GIVEN EXERCISE. Exactly retype the lines below from the one containing "Target: wasp abdomen" through the end of the listing. Leave pictures out.

--- START DATASET EXCERPTS ---

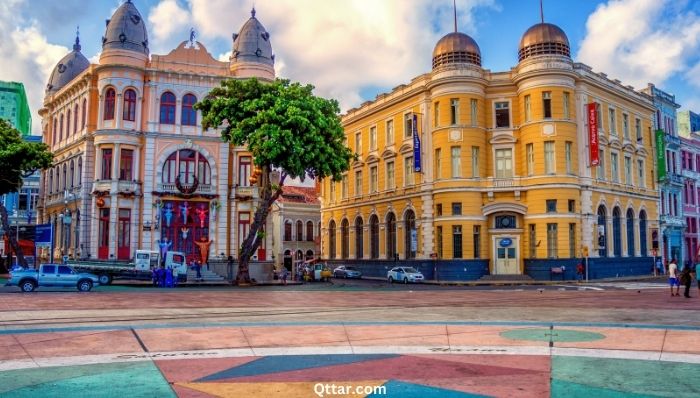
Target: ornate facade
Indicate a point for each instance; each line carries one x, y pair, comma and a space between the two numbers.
504, 184
133, 166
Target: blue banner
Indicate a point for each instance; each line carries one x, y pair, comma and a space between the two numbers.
416, 145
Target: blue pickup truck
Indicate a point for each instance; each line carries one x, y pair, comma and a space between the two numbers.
51, 275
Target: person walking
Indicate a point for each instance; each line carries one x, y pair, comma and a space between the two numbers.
673, 277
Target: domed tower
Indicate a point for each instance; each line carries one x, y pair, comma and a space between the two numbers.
67, 68
126, 39
252, 51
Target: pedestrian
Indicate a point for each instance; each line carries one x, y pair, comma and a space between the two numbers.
673, 277
686, 280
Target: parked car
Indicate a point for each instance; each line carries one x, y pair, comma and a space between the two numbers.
52, 275
346, 272
404, 274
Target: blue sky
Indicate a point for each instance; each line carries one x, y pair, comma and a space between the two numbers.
353, 49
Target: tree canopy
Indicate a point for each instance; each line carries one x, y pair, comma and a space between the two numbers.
283, 125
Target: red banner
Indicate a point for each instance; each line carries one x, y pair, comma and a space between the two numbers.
593, 134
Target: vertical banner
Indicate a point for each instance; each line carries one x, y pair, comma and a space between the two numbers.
593, 134
416, 145
660, 155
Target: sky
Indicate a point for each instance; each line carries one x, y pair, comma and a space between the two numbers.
352, 50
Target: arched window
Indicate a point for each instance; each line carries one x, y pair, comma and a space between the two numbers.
185, 164
374, 236
309, 231
390, 236
359, 238
617, 233
643, 232
602, 232
630, 232
300, 231
167, 108
331, 239
84, 114
344, 238
411, 241
189, 114
129, 113
110, 97
75, 120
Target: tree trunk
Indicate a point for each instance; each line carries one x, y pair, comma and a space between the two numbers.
11, 236
252, 241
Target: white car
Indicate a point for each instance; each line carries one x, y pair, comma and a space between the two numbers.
405, 275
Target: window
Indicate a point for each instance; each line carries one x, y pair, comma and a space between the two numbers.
528, 114
167, 108
107, 164
547, 104
456, 241
549, 159
373, 179
408, 171
530, 156
614, 167
389, 132
129, 113
502, 114
454, 111
455, 162
552, 240
110, 96
438, 164
244, 166
344, 187
436, 114
408, 125
572, 240
613, 127
504, 163
390, 181
126, 161
189, 114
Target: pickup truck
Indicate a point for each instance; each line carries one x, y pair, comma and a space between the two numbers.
51, 275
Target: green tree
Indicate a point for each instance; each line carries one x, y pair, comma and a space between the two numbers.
18, 159
286, 128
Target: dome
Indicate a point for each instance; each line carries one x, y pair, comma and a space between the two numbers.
252, 44
126, 30
456, 48
543, 39
67, 68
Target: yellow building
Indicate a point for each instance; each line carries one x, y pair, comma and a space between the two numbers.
505, 184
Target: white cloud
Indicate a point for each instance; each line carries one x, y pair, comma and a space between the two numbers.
27, 56
640, 41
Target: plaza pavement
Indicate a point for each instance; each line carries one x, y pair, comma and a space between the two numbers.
437, 343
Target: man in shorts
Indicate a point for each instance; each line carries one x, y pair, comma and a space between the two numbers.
673, 277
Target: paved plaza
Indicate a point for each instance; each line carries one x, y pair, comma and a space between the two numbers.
270, 342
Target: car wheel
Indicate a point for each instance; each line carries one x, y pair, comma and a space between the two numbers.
85, 285
27, 286
105, 279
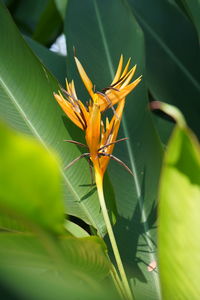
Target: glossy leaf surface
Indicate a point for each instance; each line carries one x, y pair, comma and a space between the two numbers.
172, 56
29, 183
109, 31
27, 103
179, 222
75, 272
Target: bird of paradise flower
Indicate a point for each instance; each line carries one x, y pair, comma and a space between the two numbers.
101, 138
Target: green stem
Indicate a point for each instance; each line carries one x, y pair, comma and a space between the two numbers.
99, 183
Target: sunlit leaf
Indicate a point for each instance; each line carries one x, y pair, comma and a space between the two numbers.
29, 183
179, 221
27, 103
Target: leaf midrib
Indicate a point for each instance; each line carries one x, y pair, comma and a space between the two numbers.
132, 159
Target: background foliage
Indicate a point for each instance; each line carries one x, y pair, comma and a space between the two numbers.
162, 38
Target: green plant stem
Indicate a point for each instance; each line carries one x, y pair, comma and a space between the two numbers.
117, 282
99, 183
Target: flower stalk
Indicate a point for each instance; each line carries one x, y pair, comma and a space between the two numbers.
99, 183
101, 138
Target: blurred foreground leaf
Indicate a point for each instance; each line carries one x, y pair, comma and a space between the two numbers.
179, 215
193, 10
74, 272
29, 182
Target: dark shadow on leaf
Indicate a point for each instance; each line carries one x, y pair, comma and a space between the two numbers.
129, 233
90, 193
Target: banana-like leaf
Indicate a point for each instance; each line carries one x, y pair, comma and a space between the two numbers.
54, 62
192, 9
27, 103
76, 271
173, 56
179, 216
29, 184
108, 29
61, 7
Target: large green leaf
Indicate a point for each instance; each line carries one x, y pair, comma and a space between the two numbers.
173, 57
49, 24
108, 29
29, 183
179, 217
76, 271
27, 103
192, 8
61, 6
52, 61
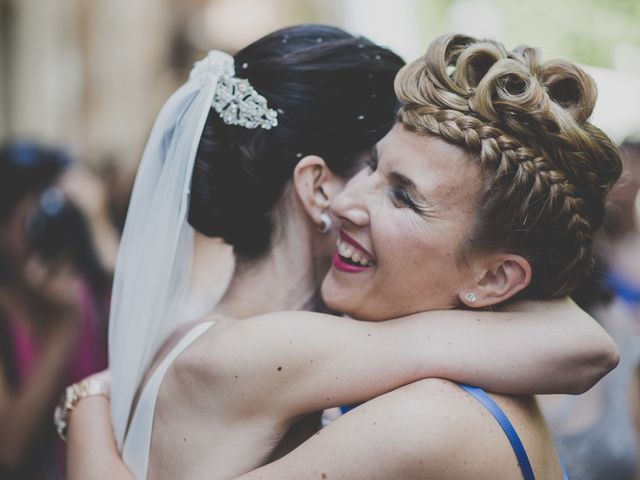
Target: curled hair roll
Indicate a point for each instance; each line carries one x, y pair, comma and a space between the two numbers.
526, 122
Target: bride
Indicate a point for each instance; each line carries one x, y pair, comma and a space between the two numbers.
220, 395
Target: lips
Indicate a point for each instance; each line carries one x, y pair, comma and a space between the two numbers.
351, 256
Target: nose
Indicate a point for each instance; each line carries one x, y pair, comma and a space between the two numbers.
350, 205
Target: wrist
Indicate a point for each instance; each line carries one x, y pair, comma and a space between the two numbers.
72, 396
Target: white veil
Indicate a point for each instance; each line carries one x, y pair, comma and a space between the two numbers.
155, 256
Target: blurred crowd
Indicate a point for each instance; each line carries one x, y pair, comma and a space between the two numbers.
60, 224
59, 232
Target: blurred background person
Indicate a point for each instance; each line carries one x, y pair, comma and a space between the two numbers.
72, 70
53, 306
597, 433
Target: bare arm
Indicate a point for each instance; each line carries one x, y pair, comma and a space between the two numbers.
430, 429
299, 362
92, 452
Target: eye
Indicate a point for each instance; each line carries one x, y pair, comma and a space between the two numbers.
400, 195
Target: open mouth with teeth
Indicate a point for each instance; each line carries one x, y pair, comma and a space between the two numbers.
350, 255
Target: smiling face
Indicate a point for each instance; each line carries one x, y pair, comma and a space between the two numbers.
403, 223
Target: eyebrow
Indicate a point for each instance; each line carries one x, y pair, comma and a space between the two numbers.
406, 182
401, 179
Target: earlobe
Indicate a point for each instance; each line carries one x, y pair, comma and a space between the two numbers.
314, 185
501, 279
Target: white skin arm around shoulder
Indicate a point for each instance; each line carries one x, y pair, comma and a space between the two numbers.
430, 429
300, 362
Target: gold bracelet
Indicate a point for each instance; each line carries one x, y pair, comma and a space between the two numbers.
70, 398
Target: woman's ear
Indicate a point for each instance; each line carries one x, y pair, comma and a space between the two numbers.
499, 277
315, 185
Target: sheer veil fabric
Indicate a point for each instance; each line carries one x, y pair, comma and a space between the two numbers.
156, 252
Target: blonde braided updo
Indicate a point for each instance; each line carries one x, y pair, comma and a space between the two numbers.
546, 169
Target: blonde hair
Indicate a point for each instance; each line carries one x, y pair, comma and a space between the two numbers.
546, 168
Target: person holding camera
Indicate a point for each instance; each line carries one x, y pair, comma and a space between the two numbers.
53, 302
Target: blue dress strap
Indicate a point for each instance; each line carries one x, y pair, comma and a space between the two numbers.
503, 420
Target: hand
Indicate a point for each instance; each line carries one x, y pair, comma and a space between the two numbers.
86, 191
104, 379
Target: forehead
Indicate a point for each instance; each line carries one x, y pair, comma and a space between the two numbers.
440, 170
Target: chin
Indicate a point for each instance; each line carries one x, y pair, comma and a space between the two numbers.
337, 300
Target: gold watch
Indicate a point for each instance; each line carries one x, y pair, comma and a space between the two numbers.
70, 398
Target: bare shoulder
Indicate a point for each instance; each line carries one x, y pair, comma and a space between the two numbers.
434, 429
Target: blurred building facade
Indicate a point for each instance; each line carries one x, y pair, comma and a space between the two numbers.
91, 75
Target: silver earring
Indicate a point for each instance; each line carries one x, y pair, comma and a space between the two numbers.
470, 297
325, 218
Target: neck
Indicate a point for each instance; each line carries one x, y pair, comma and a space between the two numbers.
285, 278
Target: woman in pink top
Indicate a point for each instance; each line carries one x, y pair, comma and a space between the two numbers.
52, 307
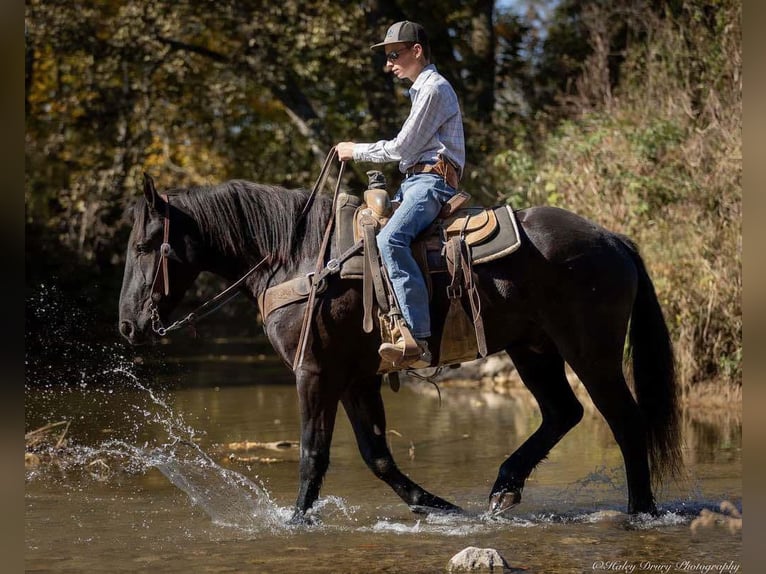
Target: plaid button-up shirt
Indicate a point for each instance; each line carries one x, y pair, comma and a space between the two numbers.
434, 126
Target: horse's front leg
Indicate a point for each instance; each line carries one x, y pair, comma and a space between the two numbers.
364, 407
318, 406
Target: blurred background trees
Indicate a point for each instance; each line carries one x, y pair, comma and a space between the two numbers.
625, 111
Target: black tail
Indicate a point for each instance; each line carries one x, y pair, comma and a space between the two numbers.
654, 375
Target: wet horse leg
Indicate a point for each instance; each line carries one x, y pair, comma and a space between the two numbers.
318, 407
543, 374
364, 407
612, 397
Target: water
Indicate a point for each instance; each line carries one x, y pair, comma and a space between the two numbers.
159, 480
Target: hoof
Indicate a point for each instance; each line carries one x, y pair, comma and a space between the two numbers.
451, 509
300, 519
503, 501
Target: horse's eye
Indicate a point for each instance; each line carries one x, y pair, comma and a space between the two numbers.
142, 248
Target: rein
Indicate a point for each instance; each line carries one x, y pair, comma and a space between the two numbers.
202, 311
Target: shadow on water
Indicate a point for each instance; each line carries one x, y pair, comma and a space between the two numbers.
203, 478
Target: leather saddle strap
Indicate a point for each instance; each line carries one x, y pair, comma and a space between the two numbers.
373, 278
454, 267
474, 298
367, 280
308, 315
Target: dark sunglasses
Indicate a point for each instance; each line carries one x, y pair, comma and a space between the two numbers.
393, 56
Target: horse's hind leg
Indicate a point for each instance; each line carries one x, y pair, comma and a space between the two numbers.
612, 397
364, 407
543, 373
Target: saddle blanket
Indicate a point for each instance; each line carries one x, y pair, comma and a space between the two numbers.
490, 233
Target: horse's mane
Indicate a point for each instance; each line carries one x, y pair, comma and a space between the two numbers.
246, 219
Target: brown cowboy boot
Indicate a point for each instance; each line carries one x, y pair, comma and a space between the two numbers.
400, 355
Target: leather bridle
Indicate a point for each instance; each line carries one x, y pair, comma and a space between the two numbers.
161, 280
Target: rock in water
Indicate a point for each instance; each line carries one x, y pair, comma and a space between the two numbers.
472, 558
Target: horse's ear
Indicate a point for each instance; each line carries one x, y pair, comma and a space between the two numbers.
150, 193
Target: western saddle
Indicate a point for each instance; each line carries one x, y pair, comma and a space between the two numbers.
458, 239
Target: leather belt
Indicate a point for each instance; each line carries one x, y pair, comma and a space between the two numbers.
442, 167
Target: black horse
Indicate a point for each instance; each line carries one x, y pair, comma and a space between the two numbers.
571, 293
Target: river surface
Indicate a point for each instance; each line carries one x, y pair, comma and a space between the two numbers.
153, 478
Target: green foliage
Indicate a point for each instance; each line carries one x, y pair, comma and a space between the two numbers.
626, 112
660, 161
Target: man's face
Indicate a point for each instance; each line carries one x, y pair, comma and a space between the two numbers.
403, 60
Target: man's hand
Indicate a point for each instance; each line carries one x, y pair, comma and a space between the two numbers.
345, 151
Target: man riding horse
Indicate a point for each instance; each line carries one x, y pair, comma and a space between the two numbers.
430, 149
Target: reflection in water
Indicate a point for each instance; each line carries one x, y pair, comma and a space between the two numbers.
174, 498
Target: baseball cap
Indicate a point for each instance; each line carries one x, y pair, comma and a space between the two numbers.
405, 31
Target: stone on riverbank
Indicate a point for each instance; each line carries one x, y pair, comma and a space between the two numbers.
482, 559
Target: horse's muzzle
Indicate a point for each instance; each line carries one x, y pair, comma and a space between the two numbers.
132, 334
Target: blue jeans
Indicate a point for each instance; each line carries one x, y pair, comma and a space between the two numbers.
422, 196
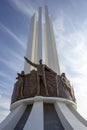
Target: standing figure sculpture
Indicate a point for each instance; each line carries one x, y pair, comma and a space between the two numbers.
41, 68
21, 79
66, 83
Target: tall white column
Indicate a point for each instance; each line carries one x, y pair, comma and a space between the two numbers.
30, 52
38, 42
50, 45
40, 34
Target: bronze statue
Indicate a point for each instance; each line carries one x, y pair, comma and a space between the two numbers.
40, 74
66, 83
21, 82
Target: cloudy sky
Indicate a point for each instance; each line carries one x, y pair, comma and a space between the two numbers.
70, 28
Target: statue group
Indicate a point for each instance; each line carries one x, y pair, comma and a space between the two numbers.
42, 81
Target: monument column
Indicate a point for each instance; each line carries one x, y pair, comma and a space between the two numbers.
50, 45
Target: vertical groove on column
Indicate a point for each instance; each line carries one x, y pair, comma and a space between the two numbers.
22, 121
51, 120
75, 112
35, 120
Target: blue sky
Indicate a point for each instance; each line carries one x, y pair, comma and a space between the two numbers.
70, 28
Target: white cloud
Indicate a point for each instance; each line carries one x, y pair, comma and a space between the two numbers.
23, 6
72, 50
13, 35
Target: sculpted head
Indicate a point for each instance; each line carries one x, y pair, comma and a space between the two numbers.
40, 61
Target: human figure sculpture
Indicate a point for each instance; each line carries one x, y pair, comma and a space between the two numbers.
40, 74
66, 83
21, 79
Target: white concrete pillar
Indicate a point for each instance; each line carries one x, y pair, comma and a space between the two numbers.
50, 45
12, 119
40, 34
35, 120
68, 119
30, 52
55, 54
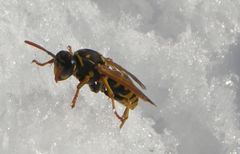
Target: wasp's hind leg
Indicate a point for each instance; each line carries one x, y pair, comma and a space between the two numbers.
42, 64
129, 105
124, 117
111, 95
69, 48
79, 86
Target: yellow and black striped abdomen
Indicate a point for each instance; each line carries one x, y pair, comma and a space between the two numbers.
123, 94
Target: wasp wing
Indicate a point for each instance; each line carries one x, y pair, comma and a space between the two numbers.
117, 76
120, 68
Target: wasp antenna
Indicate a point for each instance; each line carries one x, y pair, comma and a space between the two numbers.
39, 47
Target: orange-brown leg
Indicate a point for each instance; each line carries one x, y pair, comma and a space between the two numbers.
111, 95
42, 64
124, 117
79, 86
70, 49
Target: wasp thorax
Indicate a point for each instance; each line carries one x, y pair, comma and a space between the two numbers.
63, 66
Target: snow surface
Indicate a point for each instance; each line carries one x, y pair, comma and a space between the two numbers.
185, 51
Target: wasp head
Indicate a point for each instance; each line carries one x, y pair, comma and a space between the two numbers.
63, 65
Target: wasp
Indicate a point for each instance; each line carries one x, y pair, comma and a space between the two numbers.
100, 73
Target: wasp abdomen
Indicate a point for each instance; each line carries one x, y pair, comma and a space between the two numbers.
123, 94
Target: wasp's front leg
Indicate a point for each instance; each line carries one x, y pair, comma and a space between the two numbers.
79, 86
111, 95
42, 64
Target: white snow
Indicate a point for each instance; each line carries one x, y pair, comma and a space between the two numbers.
180, 49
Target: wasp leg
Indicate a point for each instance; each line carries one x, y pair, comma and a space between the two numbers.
79, 86
70, 49
124, 117
111, 95
42, 64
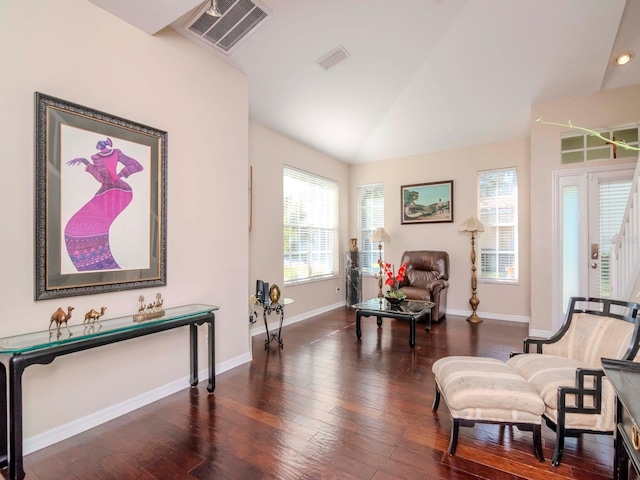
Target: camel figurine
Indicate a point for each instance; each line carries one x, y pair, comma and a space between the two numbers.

--- END DATASET EXCERPTS ---

EXERCISE RESULT.
Target: wasp abdomen
Indicate a point for each instance; each line carries one x, y pair, comma and a space between the two numbers.
123, 94
Target: wasp's front leg
Indicate a point for each instance; each line carries one x, y pair, comma and a space between the two numbers.
79, 86
111, 95
42, 64
Target: white snow
Indicate a point for each instance; each line carries one x, y pair, comma and a space between the two numbers.
180, 49
Target: wasp leg
Indicate a point for each instance; each line carries one x, y pair, comma and a space between the two numbers.
79, 86
70, 49
124, 117
111, 95
42, 64
Target: camel figurine
Indicate a point for each instance; each line carries one x, y pair, comma and a space between the two numbers.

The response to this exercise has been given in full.